Bozdağ, Anadolu Ajansı Editör Masası'na konuk oldu, gündeme ilişkin soruları yanıtladı.

Yenikapı'da Cumhurbaşkanlığının himayesindeki gerçekleştirilen "Demokrasi ve Şehitler Mitingi"ne yönelik değerlendirmesi ve mitingle ilgili "Yeni Türkiye için yeni kapı ve toplumsal uzlaşma için milat" olduğuna yönelik değerlendirmelere ilişkin görüşü sorulan Bozdağ, konuşmasına FETÖ'nün darbe girişimi sırasında şehit olanlara rahmet, gazi olanlara şifa dileyerek başladı.

Türkiye'nin 15 Temmuz'da çok büyük bir tehlikenin, tehdidin, felaketin etkisinden kurtulduğunu dile getiren Bakan Bozdağ, "Bu, aziz milletimizin birlikte hareket etmesiyle Cumhurbaşkanımızın, hükümetimizin, Meclisimizin, siyasi partilerimizin, sivil toplumumuzun, en önemlisi halkımızın görüş farklılıklarını bir tarafa bırakıp birlikte duruşu ve polisimizin mücadelesi, yargının dik duruşu ve darbe karşıtı askerlerimizin mücadelesiyle başarısız kılınmıştır. 15 Temmuz esasında bir yandan darbeciler için önemli bir derstir öte yandan da demokrasimiz için de önemli bir sigortadır" diye konuştu.

Türkiye'de bundan sonra artık TRT'yi ele geçirerek, iki üç yere bomba atarak, tankla sokağa çıkarak, helikopterlerle, jetlerle etrafı bombalayıp insanları acımasızca şehit ederek darbe yapılamayacağının en somut göstergesinin yaşandığını vurgulayan Bozdağ, şunları söyledi:

"Millet, siyaset, iktidar, parlamento demokrasiye sahip çıkmıştır. Bundan önce her darbe teşebbüsünde şapkasını alan giden siyasi liderler vardı. 12 Mart 1971 muhtırası parlamentoda okundu. Muhtırayı dönemin meclis başkanlık divanı okudu, Meclis'te okudu, senatoda okudu ve milletvekilleri, o dönemde parlamentoda olan herkes kafasını eğdi, muhtırayı parlamentoda dinledi. Doğru dürüst öze dahil hiçbir itiraz yok. Usul tartışması var ama darbeye, muhtıraya herhangi bir itiraz yok. Düşünün böyle bir parlamentodan bombaların altında açık duran bir parlamentoya, şapkasını alıp kaçan siyasetten ölüme uçan bir Cumhurbaşkanına ve herkes meydanda. O nedenle çok büyük bir değişim oldu, 15 Temmuz bu açıdan baktığınızda Türkiye'de bundan sonra darbe rüyası görmenin yasaklandığı bir tarihtir."

- "Türkiye ilk defa şahit oldu"
= = = =
§ **Yapılacak işler**
1. Lütfen Bozdağ haberinde "Bozdağ, Anadolu Ajansı" ile "şifa dileyerek başladı." arasındaki bölümü, her iki uç dahil, aynen yazdırın.
2. Bozdağ haberine göre şu soruları yanıtlayın:
(a) Yenikapı'daki mitingin adı neydi?
(b) Bozdağ konuşmasına ne dileyerek başladı?
(c) 12 Mart 1971 muhtırası nerelerde okundu?

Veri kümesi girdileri
= = = =
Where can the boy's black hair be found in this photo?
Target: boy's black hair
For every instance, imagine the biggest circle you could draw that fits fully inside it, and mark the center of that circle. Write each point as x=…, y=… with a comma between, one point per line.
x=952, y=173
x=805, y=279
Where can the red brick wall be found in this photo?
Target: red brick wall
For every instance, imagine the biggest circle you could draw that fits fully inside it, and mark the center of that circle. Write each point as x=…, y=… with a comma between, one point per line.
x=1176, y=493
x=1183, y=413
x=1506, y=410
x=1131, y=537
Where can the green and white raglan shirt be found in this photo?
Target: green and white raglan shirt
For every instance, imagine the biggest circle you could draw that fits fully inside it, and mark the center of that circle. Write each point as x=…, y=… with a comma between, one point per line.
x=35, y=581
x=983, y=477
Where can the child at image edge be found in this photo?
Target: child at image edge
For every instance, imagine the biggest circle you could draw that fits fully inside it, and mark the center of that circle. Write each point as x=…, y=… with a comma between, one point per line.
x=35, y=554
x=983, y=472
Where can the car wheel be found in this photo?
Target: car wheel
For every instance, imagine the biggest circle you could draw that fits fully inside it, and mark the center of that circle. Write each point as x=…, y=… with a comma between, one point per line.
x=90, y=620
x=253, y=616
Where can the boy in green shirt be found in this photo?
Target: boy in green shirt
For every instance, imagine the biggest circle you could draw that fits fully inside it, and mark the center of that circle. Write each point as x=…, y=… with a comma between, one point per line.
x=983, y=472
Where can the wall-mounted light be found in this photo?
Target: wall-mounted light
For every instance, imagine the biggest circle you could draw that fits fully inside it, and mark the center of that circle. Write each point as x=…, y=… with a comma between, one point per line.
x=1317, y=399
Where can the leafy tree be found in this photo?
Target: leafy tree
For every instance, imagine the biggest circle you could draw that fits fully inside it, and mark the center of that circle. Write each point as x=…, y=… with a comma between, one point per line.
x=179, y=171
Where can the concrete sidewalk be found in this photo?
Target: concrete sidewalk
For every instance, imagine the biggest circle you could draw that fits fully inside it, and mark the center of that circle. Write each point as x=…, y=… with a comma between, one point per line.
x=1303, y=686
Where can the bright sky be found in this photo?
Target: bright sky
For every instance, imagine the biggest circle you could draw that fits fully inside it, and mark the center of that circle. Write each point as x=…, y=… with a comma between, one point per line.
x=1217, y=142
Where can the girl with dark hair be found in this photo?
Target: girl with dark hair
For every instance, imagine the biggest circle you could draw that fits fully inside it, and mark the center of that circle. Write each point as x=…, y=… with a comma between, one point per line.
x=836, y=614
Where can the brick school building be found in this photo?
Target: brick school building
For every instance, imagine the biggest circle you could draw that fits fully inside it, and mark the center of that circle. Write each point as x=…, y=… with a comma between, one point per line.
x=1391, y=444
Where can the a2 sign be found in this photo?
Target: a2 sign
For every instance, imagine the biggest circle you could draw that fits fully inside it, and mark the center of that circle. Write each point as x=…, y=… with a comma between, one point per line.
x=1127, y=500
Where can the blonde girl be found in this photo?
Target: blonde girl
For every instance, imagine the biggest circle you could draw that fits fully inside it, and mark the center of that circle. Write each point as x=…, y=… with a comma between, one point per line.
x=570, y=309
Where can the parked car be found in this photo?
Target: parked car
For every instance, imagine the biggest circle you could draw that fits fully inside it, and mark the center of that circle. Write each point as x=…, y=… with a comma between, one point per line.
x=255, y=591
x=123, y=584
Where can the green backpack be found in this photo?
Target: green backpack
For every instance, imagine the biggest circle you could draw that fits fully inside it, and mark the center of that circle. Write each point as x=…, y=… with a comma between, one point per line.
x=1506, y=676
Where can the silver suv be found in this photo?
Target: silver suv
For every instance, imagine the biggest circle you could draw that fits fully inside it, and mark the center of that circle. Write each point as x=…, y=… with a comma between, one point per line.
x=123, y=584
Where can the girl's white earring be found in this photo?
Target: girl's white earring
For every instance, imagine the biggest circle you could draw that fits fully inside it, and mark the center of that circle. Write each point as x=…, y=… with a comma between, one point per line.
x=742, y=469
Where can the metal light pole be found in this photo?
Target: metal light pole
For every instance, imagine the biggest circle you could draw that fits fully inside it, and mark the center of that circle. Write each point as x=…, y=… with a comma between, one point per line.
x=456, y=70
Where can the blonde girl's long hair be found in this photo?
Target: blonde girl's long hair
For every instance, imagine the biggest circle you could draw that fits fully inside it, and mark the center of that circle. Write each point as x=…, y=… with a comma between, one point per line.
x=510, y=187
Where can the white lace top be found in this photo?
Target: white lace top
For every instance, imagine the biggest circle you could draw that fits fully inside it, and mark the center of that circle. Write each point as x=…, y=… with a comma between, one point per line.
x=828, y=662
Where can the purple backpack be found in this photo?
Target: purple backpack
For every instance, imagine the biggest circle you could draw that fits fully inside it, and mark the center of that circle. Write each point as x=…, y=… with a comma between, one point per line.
= = = =
§ **Görev sonuçları**
1.
Bozdağ, Anadolu Ajansı Editör Masası'na konuk oldu, gündeme ilişkin soruları yanıtladı.

Yenikapı'da Cumhurbaşkanlığının himayesindeki gerçekleştirilen "Demokrasi ve Şehitler Mitingi"ne yönelik değerlendirmesi ve mitingle ilgili "Yeni Türkiye için yeni kapı ve toplumsal uzlaşma için milat" olduğuna yönelik değerlendirmelere ilişkin görüşü sorulan Bozdağ, konuşmasına FETÖ'nün darbe girişimi sırasında şehit olanlara rahmet, gazi olanlara şifa dileyerek başladı.

2.
(a) "Demokrasi ve Şehitler Mitingi"
(b) Darbe girişimi sırasında şehit olanlara rahmet, gazi olanlara şifa dileyerek.
(c) Meclis'te (parlamentoda) ve senatoda.